**EXTRAIT DU TEXTE:**
┄┄┄┄┄┄
Inimaginable il y a un an ! Et pourtant, le navigateur François Gabart (Macif) a réussi dimanche un prodigieux exploit à sa toute première tentative en pulvérisant le record du tour du monde en solitaire en 42 jours.

À 34 ans, le brillant marin français a mis une raclée de 6 jours et 10 heures au record établi par Thomas Coville (Sodebo Ultim') le 25 décembre 2016, ce qui était alors une performance extraordinaire (8 jours de moins que le précédent record).

C'est à 2 h 45 heure française qu'il a coupé la ligne virtuelle entre l'île d'Ouessant (ouest de la France) et le cap Lizard (sud de l'Angleterre) pour arrêter le compteur à 42 j 16 h 40 min.

Quelques minutes plus tard, le skipper a envoyé une vidéo, en mode égoportrait, pour partager le moment où il a franchi, seul, la ligne.
┄┄┄┄┄┄
**DONNÉES FOURNIES:**
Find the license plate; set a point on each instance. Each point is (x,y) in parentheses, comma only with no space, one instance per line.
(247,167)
┄┄┄┄┄┄
**CONSIGNES:**
a) Relevez tous les noms de lieux géographiques cités dans l'extrait sur le record de François Gabart.
b) Reprenez l'extrait sur le record de François Gabart à la suite de sa dernière phrase.
Les lignes n'ont aucun lien avec l'extrait sur le record de François Gabart.

**CORRIGÉ:**
a) île d'Ouessant, France, cap Lizard, Angleterre

b)
Une lampe frontale, une nuit noire, les traits tirés, Gabart montre l'écran de son ordinateur.

«Le petit bleu c'est nous, la ligne rouge c'est l'arrivée. On devrait couper incessamment sous peu, 30 secondes dit la machine.... Je crois que c'est bon. Voilà», dit simplement Gabart, en essuyant ses yeux.

«Je viens de couper la ligne d'arrivée, c'est assez fou, c'est assez irréel, je suis un peu abasourdi», a-t-il déclaré par la suite, se disant «fier et heureux d'avoir fait ce joli voyage autour de la planète».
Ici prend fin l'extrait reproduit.